Stated problem a » Transcribe part of the Litchfield Law School history word for word. Begin at the words "Tapping the Scales" and stop after "serve under apprenticeships.".
━━ Provided passage
Tapping the Scales of Justice - A Dose of Connecticut Legal History
The Litchfield Law School, the first of its kind in the United States,
was founded by Tapping Reeve in 1784. The custom for students of law in the
18th century was to be tutored privately or serve under apprenticeships.
Tapping Reeve, after being admitted to the bar, began teaching individuals
in his living room. His first student was his brother-in-law, Aaron Burr.
Eventually, Reeve constructed a school building next to his home to
accommodate growing enrollment. He operated the school by himself until
1798, when he was appointed as a Superior Court judge. He then invited a
partner, James Gould, to join him at the school. Together, they developed
an eighteen month course of lectures based on a system of legal principles
and different subject areas of legal practice. Reeve also established
student moot courts. More than 1,100 students attended the school from every
region of the new United States of America before the school closed in 1833.
Distinguished alumni of the school included two Vice Presidents of the
United States (Aaron Burr and John C. Calhoun), as well as twenty-eight
Senators, one hundred one Congressmen, six Cabinet Ministers, fourteen
Governors, and three Justices of the United States Supreme Court. Thirteen
graduates served as state Supreme Court Chief Justices. In 1966, the
Department of the Interior designated the school as the first law school in
the United States. A compilation of the names of
Litchfield Law School Students who attended the school is available on
the web site of the Litchfield Historical Society. The
Tapping Reeve House and Litchfield Law School still stand and are
operated by the
Litchfield
Historical Society. Visitors may tour the site in Litchfield,
Connecticut, from mid-April through November. Admission is free.
━━━━
━━ Working data
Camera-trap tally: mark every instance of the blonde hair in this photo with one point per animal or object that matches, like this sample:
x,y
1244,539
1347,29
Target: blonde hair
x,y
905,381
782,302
━━━━
Stated problem b » Update the listing above so that "blonde hair" is replaced by "light hair" wherever it occurs, and leave everything else in the listing as it is.

Written answer a »
Tapping the Scales of Justice - A Dose of Connecticut Legal History
The Litchfield Law School, the first of its kind in the United States,
was founded by Tapping Reeve in 1784. The custom for students of law in the
18th century was to be tutored privately or serve under apprenticeships.

Written answer b »
Camera-trap tally: mark every instance of the light hair in this photo with one point per animal or object that matches, like this sample:
x,y
1244,539
1347,29
Target: light hair
x,y
905,381
782,302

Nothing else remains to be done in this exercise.